→ **Given request**
Add 18 to every vertex coordinate in the completed outlines of the entries below, leaving the coordinates in the format samples unchanged. Then write out every entry again in full, including its request, with the pictures left out.

→ **Extracted records**
-----
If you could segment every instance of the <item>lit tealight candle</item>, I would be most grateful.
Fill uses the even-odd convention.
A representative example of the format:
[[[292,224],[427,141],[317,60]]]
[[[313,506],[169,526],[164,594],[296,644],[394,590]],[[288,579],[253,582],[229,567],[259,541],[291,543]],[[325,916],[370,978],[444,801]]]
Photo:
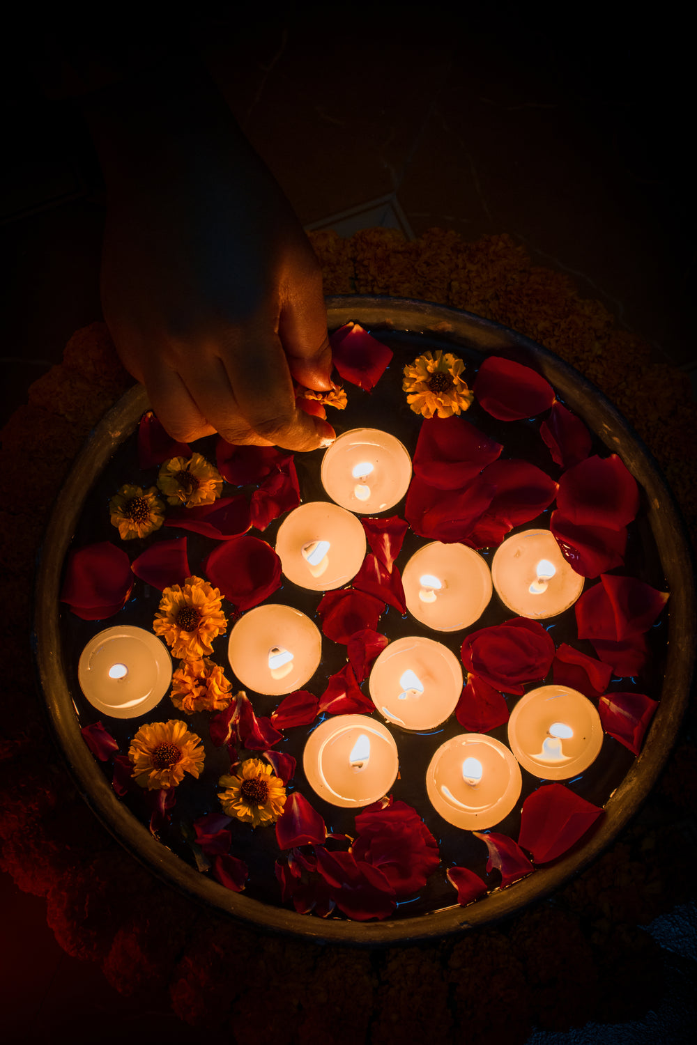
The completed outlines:
[[[309,735],[303,768],[313,791],[332,806],[369,806],[394,784],[397,745],[367,715],[336,715]]]
[[[310,501],[281,522],[276,554],[294,584],[328,591],[358,573],[366,555],[366,533],[351,512],[327,501]]]
[[[518,617],[556,617],[573,606],[583,577],[564,559],[549,530],[525,530],[496,549],[491,577],[498,598]]]
[[[318,628],[292,606],[257,606],[230,632],[230,667],[242,686],[256,693],[293,693],[312,677],[321,656]]]
[[[410,613],[436,631],[468,628],[491,600],[489,567],[465,544],[425,544],[409,560],[401,580]]]
[[[603,746],[595,706],[566,686],[541,686],[520,697],[508,722],[516,759],[542,780],[562,781],[587,769]]]
[[[505,744],[465,733],[442,744],[426,771],[434,809],[456,828],[481,831],[501,823],[520,796],[522,779]]]
[[[379,428],[345,432],[322,460],[322,483],[331,500],[359,514],[392,508],[411,479],[406,447]]]
[[[171,682],[171,657],[152,631],[107,628],[89,641],[77,680],[93,707],[112,718],[136,718],[160,703]]]
[[[397,638],[378,655],[368,686],[371,700],[389,722],[404,729],[434,729],[460,699],[462,667],[433,638]]]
-----
→ **Exercise response**
If you could segment every instance of the <item>lit tealight candle</item>, I would be most grateful.
Fill uses the even-odd convention.
A representative example of the format:
[[[292,224],[427,141],[317,60]]]
[[[313,506],[169,526],[164,594],[296,644],[394,590]],[[288,579],[253,582],[229,567],[259,541],[291,543]],[[325,916],[370,978],[444,801]]]
Photo:
The completed outlines:
[[[327,753],[321,786],[331,809],[350,824],[387,824],[412,802],[415,763],[385,733],[354,733]]]
[[[328,519],[299,540],[294,572],[312,602],[346,609],[376,591],[384,573],[384,551],[369,530],[345,519]]]
[[[536,635],[574,635],[591,624],[601,595],[582,577],[567,548],[543,548],[514,567],[509,595],[516,616]]]
[[[336,646],[310,624],[275,624],[248,650],[248,685],[260,704],[274,711],[311,711],[330,695],[339,674]]]
[[[428,631],[454,649],[486,646],[509,618],[507,585],[483,562],[443,562],[427,578],[419,598]]]
[[[621,764],[613,724],[584,704],[559,704],[538,715],[526,740],[534,777],[560,798],[580,799],[605,787]]]
[[[523,762],[483,751],[460,762],[444,789],[452,827],[474,846],[499,849],[519,841],[538,814],[540,797]]]
[[[397,446],[363,450],[340,478],[340,501],[349,518],[377,532],[410,526],[429,497],[424,465]]]
[[[189,700],[189,675],[170,649],[125,646],[107,659],[95,698],[111,725],[130,736],[154,736],[178,721]]]
[[[415,656],[396,673],[386,704],[389,718],[407,740],[422,747],[452,747],[478,717],[480,685],[451,656]]]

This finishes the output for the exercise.